"""

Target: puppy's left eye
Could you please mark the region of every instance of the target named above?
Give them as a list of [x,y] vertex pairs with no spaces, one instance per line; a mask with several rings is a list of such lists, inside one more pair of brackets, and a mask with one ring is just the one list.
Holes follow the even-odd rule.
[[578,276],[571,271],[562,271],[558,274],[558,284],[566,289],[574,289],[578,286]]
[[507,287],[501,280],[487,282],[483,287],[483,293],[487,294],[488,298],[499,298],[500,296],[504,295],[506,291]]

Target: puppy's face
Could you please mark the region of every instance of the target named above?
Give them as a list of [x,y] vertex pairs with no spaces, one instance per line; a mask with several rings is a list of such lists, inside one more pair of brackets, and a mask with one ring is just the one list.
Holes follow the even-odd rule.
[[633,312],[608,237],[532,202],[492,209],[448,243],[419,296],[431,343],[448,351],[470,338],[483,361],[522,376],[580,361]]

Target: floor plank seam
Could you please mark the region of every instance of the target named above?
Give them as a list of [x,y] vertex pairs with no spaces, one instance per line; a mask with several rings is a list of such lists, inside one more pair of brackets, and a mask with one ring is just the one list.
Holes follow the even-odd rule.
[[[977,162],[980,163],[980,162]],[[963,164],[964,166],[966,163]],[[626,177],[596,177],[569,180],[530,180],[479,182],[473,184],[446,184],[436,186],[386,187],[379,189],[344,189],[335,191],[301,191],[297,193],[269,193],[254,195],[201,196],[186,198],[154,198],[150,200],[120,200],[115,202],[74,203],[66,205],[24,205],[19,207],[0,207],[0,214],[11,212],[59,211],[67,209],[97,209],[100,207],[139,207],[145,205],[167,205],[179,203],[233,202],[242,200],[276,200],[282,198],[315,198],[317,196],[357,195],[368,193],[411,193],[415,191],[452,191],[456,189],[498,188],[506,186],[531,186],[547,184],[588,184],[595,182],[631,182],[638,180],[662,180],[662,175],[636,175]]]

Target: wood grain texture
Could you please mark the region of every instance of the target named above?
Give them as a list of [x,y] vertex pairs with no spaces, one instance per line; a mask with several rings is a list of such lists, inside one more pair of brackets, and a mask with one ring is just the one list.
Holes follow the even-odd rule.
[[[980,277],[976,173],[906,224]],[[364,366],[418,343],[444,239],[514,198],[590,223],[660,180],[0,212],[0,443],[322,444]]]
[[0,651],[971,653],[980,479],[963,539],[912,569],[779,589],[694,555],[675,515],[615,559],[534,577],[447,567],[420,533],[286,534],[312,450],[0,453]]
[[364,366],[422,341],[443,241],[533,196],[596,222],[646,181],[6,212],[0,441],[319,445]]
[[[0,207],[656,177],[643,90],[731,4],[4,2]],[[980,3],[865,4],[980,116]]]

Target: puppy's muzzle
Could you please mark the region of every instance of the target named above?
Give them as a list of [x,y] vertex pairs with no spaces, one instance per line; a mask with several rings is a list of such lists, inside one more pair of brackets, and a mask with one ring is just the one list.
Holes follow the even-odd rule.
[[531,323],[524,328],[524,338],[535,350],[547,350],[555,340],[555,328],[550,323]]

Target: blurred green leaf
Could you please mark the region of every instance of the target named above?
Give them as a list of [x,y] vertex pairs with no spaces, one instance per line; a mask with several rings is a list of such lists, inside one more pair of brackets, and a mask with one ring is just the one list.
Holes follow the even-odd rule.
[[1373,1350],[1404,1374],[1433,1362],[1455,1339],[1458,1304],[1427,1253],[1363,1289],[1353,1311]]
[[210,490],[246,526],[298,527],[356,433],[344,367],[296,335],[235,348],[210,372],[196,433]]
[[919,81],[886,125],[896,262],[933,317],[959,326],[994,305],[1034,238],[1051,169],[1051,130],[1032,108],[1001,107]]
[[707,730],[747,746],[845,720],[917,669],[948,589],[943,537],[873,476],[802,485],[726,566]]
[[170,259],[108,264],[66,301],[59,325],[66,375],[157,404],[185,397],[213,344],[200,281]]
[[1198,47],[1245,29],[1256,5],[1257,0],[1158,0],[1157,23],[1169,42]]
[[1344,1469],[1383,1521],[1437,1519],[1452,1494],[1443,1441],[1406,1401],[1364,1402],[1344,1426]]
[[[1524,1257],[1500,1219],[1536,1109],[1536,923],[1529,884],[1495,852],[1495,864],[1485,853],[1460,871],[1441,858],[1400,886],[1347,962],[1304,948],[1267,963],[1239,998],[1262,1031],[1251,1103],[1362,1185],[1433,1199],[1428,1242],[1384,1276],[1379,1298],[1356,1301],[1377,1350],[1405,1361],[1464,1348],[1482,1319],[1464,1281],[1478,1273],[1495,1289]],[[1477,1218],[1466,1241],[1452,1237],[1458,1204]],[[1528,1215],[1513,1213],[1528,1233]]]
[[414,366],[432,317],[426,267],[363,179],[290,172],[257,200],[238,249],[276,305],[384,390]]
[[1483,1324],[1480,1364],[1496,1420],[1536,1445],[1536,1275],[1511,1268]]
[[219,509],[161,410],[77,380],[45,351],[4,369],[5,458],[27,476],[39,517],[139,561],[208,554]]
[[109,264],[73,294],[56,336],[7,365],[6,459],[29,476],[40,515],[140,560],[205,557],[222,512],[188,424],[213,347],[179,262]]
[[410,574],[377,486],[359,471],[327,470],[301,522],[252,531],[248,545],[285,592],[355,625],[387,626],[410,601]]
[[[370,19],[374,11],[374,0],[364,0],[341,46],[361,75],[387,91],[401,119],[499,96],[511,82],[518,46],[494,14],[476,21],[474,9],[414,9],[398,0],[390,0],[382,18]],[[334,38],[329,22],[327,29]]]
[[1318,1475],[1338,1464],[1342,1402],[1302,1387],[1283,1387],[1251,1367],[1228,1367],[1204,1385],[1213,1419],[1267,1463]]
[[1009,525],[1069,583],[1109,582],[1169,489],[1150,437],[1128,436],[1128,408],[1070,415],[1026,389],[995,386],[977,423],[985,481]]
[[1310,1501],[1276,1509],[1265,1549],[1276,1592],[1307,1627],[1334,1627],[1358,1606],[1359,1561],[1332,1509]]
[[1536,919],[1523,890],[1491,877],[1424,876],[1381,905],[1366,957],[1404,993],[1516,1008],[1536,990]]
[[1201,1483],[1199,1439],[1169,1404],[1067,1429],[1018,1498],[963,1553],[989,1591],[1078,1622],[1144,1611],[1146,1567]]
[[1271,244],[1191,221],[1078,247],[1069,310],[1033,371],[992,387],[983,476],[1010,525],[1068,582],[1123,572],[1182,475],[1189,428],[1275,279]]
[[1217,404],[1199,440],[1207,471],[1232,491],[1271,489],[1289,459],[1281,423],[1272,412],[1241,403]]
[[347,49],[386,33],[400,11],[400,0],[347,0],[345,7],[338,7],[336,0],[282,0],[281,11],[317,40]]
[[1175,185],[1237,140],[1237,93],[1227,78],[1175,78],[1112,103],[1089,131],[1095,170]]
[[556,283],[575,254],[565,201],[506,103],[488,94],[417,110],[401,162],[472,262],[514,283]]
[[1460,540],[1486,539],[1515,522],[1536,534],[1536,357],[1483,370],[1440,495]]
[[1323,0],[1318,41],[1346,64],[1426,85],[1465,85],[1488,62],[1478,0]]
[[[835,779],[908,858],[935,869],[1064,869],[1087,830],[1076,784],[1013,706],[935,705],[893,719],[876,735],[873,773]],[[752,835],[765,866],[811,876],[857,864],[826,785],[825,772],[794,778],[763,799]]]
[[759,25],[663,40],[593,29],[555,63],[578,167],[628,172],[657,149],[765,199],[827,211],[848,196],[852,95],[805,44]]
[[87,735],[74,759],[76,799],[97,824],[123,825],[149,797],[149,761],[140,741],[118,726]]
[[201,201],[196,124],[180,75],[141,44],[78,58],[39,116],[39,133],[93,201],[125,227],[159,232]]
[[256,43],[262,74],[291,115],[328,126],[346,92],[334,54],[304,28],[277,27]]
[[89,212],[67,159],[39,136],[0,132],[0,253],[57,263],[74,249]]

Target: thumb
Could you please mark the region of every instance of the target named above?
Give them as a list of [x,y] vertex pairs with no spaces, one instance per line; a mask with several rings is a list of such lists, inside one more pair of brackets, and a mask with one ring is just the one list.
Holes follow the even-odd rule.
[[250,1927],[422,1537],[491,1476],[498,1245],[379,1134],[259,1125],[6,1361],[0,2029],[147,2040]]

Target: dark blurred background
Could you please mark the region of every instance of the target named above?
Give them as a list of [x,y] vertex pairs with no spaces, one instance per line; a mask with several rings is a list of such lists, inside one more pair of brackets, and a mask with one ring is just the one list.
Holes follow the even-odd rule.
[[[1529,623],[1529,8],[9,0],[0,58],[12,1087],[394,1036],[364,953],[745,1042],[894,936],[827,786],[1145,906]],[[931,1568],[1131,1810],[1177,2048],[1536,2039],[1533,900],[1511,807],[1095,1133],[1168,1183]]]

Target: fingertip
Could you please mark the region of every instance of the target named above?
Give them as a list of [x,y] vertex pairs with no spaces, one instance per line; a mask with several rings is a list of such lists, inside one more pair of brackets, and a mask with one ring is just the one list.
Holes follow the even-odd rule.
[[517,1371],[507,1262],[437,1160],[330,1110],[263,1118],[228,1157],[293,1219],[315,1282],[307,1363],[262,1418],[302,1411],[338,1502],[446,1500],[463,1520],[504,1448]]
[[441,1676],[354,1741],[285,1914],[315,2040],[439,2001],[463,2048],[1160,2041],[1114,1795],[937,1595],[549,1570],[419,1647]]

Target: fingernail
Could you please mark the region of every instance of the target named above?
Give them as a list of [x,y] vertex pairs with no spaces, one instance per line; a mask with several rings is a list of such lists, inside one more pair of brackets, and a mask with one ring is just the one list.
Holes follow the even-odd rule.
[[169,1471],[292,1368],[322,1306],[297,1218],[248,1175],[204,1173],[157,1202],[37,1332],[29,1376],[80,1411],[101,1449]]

"""

* TASK DIRECTIONS *
Every line above in which the word "blurred" occurs is to be copied.

* ANSWER BELOW *
Target: blurred green leaf
Target: dark blurred background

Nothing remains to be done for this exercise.